Exercício proposto 1.
Extraia, sem nenhuma alteração, o trecho do texto sobre a seca no Algarve que começa nas palavras "A região de" e termina em "de metros cúbicos.".

Trecho do texto.
A região de Portugal precisa em média de mais de 115 hm3 para todos os fins necessários.
Por Lina Moscoso, Lisboa
A situação de seca no Algarve, região sul de Portugal, é preocupante, de acordo com a Agência Portuguesa do Ambiente. A região precisa em média de mais de 115 hm3 para todos os fins necessários.
Há na região 5 albufeiras – reservas de água – com armazenamento inferior a 20%. As bacias hidrográficas que drenam para as barragens não conseguem captar grandes volumes de água porque são geralmente pequenas. Isso deve-se à morfologia da região (serra algarvia).
A barragem de Odeleite tem cerca de 26 hm3, e a de Odelouca, 8,8 hm3. Em Bravura, a situação é mais crítica, com a barragem perto do nível zero. No Funcho, o nível de água é de aproximadamente 11 milhões de metros cúbicos.
Além disso, o Algarve possui um clima mediterrâneo com períodos de excesso de precipitação ou de déficit de chuva (secas mais ou menos prolongadas).
Para manter os plantios agrícolas, grande parte da água é proveniente das captações subterrâneas de água armazenada nos aquíferos. No entanto, com a escassez de precipitação, os aquíferos não estão sendo alimentados para que se possa captar água.

Excertos da listagem.
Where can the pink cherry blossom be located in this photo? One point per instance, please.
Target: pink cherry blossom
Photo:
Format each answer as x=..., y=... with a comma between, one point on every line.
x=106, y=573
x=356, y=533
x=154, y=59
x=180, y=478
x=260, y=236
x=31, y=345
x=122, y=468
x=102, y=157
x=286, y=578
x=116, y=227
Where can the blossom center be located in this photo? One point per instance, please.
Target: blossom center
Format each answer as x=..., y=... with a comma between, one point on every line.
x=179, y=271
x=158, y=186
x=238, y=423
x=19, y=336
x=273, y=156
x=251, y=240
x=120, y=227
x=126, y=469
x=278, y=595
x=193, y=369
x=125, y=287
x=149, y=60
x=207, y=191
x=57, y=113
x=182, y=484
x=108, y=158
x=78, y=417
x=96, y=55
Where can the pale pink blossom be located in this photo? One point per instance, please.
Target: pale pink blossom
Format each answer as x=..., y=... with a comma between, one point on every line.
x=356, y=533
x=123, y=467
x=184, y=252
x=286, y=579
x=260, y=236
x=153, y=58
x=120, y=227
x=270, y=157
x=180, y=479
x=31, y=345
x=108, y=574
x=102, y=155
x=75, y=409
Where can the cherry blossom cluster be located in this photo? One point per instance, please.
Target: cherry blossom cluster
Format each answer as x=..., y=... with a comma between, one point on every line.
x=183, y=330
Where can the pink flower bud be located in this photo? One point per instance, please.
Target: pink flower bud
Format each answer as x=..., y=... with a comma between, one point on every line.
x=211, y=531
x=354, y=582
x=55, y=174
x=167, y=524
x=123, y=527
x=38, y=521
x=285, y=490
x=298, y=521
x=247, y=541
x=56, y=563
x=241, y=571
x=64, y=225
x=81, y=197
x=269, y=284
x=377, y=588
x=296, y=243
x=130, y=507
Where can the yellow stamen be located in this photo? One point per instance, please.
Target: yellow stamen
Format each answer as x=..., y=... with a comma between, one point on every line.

Exercício proposto 2.
Edite o trecho da listagem que começa na linha que contém "Where can the blossom" e termina na que contém "x=183, y=330", substituindo "instance" por "occurrence" e deixando o resto igual. Devolva somente essas linhas.

Resultado final 1.
A região de Portugal precisa em média de mais de 115 hm3 para todos os fins necessários.
Por Lina Moscoso, Lisboa
A situação de seca no Algarve, região sul de Portugal, é preocupante, de acordo com a Agência Portuguesa do Ambiente. A região precisa em média de mais de 115 hm3 para todos os fins necessários.
Há na região 5 albufeiras – reservas de água – com armazenamento inferior a 20%. As bacias hidrográficas que drenam para as barragens não conseguem captar grandes volumes de água porque são geralmente pequenas. Isso deve-se à morfologia da região (serra algarvia).
A barragem de Odeleite tem cerca de 26 hm3, e a de Odelouca, 8,8 hm3. Em Bravura, a situação é mais crítica, com a barragem perto do nível zero. No Funcho, o nível de água é de aproximadamente 11 milhões de metros cúbicos.

Resultado final 2.
Where can the blossom center be located in this photo? One point per occurrence, please.
Target: blossom center
Format each answer as x=..., y=... with a comma between, one point on every line.
x=179, y=271
x=158, y=186
x=238, y=423
x=19, y=336
x=273, y=156
x=251, y=240
x=120, y=227
x=126, y=469
x=278, y=595
x=193, y=369
x=125, y=287
x=149, y=60
x=207, y=191
x=57, y=113
x=182, y=484
x=108, y=158
x=78, y=417
x=96, y=55
Where can the pale pink blossom be located in this photo? One point per occurrence, please.
Target: pale pink blossom
Format each answer as x=..., y=... with a comma between, one point on every line.
x=356, y=533
x=123, y=467
x=184, y=252
x=286, y=579
x=260, y=236
x=153, y=58
x=120, y=227
x=270, y=157
x=180, y=479
x=31, y=345
x=108, y=574
x=102, y=155
x=75, y=409
Where can the cherry blossom cluster be located in this photo? One point per occurrence, please.
Target: cherry blossom cluster
Format each answer as x=..., y=... with a comma between, one point on every line.
x=183, y=330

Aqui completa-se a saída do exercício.